War die Champagne mit ihren Bewohnern, den Champenois, somit schon Frühmittelalter ein durchaus geläufiger geographischer Landesbegriff, so bildete sie, politisch gesehen, noch keine Einheit. Das Gebiet der Champagne verteilte sich auf mehrere Civitates (dann auch: Diözesen), die im MEROWINGER-Reich, mit den Reichsteilungen der Nachkommen König Chlodwigs, mehrfach den Herrn wechselten. In den Jahren 511-558 unter der Herrschaft der in Reims residierenden Könige Bestandteil des entstehenden "Austriens" (Austrasien), dem auch die Diözese Sens und Langres zugehörten, wurden die Diözese Reims, Chalons und Troyes nach kurzer Zeit abgetrennt, um verschiedenen Regna einverleibt zu werden. Reims und Chalons waren seit 561 dem neukonstruierten Austrien, dessen Hauptstadt nach Metz verlegt wurde, integriert; dagegen fiel Troyes mit Langres, Sens und Meaux an das große burgundische Regnum, dessen politisches Zentrum Chalon-sur-Saone war. Soissons blieb als Hauptstadt des dritten Teilreiches Neustrien außerhalb dieses Herrschaftsgefüges.

[2] Der Ducatus der Champagne

Am Ende des 6. Jh. hatte sich eine Anzahl von in der Region ansässigen austrischen leudes, unter ihnen der Bischof von Reims, Aegidius, dem König von Neustrien, Chilperich, angeschlossen. Die Königin Brunichild, die für ihren Sohn Childebert II. die Regierungsgeschäfte in Austrasien führte, errichtete zur besseren Kontrolle dieser abtrünnigen Großen den militärischen Ducatus Champagne, den sie einen ihrer Getreuen, Lupus, übergab. Der Ducatus umfaßte die civitates Reims und Chalons. Die proneustrischen leudes ermordeten Lupus im Jahre 581 und setzten einen der ihren, Wintrio, an seinen Platz. 587 hatten sie sogar den Plan, König Childebert II. zu töten und einen seiner Söhne zum rex der Champagne zu erheben. Die Königin Brunichild begegnete diesen Umtrieben jedoch in wirkungsvoller Weise, ließ den Bischof Aegidius absetzen und an seiner statt Romulfus, den Sohn des Lupus, berufen. Bald nach 600 ließ sie sogar Wintrio ermorden; dies rief jedoch den Widerstand der Aristokratie hervor, der letztlich zu ihrem Sturz führte.

> AUFGABE
Wem übergab Königin Brunichild laut dem Text über die Champagne im Frühmittelalter den militärischen Ducatus Champagne? Die Datensätze werden zur Lösung nicht benötigt.

> DATENBEREICH
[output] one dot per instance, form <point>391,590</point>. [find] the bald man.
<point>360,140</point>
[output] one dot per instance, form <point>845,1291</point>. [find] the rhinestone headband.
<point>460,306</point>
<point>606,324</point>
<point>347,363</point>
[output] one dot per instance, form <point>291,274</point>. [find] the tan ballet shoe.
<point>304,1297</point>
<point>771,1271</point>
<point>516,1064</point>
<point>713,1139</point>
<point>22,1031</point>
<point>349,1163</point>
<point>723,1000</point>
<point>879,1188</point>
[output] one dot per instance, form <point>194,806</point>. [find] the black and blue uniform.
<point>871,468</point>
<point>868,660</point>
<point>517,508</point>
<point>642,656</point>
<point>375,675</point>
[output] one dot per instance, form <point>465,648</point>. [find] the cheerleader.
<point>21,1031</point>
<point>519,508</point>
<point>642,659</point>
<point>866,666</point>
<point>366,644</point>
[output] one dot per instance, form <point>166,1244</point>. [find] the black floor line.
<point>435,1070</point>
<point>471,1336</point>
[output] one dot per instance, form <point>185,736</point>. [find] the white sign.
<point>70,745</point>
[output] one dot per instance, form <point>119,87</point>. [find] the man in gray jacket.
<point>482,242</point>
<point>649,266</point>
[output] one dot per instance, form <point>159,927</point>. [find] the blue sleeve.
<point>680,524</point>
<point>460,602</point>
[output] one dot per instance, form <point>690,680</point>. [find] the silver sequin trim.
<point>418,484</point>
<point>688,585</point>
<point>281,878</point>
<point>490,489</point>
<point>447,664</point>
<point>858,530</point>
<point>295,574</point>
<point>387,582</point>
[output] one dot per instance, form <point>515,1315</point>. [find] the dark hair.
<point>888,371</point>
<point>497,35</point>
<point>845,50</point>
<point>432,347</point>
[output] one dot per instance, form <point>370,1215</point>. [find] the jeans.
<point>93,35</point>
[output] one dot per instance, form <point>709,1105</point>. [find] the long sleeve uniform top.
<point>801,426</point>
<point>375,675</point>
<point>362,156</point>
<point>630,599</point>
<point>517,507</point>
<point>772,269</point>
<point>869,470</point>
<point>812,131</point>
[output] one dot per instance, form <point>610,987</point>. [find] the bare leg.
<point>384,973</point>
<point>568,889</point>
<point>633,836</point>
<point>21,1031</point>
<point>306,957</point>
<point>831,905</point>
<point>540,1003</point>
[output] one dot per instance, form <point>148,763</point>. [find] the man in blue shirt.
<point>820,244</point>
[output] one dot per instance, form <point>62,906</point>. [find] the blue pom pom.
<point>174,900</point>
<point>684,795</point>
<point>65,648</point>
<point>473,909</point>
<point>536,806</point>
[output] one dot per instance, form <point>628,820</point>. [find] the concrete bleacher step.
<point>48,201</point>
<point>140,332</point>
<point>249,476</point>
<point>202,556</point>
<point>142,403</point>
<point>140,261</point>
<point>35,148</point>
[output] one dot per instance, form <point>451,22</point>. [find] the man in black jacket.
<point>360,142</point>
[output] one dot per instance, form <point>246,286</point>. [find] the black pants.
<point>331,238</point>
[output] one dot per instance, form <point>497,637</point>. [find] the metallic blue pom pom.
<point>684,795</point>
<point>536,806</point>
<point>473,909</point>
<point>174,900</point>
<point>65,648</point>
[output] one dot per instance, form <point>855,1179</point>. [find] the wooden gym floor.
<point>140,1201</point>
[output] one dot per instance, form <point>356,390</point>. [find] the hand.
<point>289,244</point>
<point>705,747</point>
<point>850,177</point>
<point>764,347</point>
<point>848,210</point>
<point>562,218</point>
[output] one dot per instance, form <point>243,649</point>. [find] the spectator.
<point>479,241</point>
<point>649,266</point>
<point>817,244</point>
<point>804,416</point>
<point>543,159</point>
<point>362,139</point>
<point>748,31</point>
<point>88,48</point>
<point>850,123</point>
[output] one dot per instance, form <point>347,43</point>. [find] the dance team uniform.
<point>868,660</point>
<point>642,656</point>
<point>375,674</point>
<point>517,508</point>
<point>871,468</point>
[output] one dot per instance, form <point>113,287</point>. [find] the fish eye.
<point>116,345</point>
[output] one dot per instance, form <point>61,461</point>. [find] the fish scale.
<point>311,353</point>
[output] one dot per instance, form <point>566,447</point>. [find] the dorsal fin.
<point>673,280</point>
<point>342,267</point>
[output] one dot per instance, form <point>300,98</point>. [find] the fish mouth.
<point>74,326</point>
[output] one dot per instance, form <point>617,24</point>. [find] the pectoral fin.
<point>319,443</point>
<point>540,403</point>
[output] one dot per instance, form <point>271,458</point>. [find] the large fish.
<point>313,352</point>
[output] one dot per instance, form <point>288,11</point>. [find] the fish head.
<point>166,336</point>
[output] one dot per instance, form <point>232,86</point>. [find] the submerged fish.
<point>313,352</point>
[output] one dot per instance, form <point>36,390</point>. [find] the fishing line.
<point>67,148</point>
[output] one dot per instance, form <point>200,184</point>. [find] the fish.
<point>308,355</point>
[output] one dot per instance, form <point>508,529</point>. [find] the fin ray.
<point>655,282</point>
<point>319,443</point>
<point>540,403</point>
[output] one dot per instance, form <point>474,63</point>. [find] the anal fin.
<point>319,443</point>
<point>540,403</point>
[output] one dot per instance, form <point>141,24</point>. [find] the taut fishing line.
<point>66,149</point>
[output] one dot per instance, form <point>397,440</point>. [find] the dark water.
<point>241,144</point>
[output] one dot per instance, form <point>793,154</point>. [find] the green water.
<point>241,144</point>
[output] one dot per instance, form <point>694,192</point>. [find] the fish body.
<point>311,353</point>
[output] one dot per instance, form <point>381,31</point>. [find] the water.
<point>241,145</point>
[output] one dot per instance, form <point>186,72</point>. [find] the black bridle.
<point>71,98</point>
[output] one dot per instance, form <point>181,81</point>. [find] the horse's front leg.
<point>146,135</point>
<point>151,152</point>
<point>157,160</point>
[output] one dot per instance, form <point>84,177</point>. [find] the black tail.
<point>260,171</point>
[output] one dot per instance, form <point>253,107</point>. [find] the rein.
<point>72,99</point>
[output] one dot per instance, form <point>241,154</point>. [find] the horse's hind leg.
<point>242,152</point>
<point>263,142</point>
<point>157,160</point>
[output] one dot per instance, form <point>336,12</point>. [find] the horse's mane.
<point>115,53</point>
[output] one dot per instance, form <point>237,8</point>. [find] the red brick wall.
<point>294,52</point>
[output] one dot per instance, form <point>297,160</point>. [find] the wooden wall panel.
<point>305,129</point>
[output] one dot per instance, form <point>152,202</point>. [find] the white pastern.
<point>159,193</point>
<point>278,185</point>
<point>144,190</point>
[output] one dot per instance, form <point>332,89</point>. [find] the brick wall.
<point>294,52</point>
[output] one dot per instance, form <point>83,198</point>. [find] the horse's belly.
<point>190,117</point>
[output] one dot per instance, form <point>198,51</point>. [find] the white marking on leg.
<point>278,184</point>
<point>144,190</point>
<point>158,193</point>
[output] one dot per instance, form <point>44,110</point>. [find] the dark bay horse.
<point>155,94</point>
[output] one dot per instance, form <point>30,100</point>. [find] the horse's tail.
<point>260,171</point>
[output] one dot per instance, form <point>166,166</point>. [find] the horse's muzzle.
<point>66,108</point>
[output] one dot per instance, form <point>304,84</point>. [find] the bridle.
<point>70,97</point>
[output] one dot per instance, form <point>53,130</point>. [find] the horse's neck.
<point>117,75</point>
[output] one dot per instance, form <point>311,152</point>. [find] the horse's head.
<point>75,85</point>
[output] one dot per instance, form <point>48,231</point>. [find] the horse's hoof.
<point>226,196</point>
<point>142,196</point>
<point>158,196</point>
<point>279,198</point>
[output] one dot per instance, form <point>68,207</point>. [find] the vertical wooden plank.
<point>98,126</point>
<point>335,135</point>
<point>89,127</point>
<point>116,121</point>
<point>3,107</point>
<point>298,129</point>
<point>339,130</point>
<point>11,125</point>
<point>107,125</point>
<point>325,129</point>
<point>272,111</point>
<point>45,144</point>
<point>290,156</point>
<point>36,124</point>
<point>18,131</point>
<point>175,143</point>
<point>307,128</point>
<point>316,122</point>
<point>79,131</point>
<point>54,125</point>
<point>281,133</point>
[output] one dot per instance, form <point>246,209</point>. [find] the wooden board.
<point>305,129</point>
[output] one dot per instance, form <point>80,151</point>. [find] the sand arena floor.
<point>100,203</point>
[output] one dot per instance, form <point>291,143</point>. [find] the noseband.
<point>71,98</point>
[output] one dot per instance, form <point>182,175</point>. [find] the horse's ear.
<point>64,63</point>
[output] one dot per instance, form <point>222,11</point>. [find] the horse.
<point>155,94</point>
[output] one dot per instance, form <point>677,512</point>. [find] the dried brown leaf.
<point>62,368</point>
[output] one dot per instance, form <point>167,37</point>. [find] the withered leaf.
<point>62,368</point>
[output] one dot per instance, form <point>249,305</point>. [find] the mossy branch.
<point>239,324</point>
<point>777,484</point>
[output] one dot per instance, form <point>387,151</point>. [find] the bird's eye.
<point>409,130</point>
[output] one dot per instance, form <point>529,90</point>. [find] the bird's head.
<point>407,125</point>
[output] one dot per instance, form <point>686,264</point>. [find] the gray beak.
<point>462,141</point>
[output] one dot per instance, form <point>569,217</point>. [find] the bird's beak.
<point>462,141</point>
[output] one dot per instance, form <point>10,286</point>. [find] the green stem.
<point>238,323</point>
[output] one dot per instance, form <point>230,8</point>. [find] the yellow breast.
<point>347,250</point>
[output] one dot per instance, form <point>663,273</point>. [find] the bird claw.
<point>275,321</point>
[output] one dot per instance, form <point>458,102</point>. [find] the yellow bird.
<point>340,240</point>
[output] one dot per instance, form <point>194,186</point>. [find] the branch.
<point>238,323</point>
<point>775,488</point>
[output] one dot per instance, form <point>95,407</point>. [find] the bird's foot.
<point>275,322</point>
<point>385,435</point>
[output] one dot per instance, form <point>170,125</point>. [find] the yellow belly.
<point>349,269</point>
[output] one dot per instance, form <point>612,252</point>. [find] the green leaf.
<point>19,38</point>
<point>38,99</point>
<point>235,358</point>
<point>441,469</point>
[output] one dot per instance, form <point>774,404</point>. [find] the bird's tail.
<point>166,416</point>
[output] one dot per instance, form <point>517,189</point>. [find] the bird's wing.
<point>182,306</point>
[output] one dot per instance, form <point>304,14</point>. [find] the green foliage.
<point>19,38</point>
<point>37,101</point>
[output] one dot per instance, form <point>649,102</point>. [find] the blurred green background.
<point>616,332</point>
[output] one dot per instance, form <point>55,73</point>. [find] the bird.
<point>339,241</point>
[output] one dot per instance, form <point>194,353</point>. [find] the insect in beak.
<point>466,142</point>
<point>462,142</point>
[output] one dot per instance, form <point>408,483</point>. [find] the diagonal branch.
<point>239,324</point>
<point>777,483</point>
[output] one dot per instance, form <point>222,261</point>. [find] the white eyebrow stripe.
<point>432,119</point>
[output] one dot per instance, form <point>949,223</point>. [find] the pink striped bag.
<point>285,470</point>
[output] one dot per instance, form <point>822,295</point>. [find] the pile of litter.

> ANTWORT
Sie übergab ihn Lupus, einem ihrer Getreuen.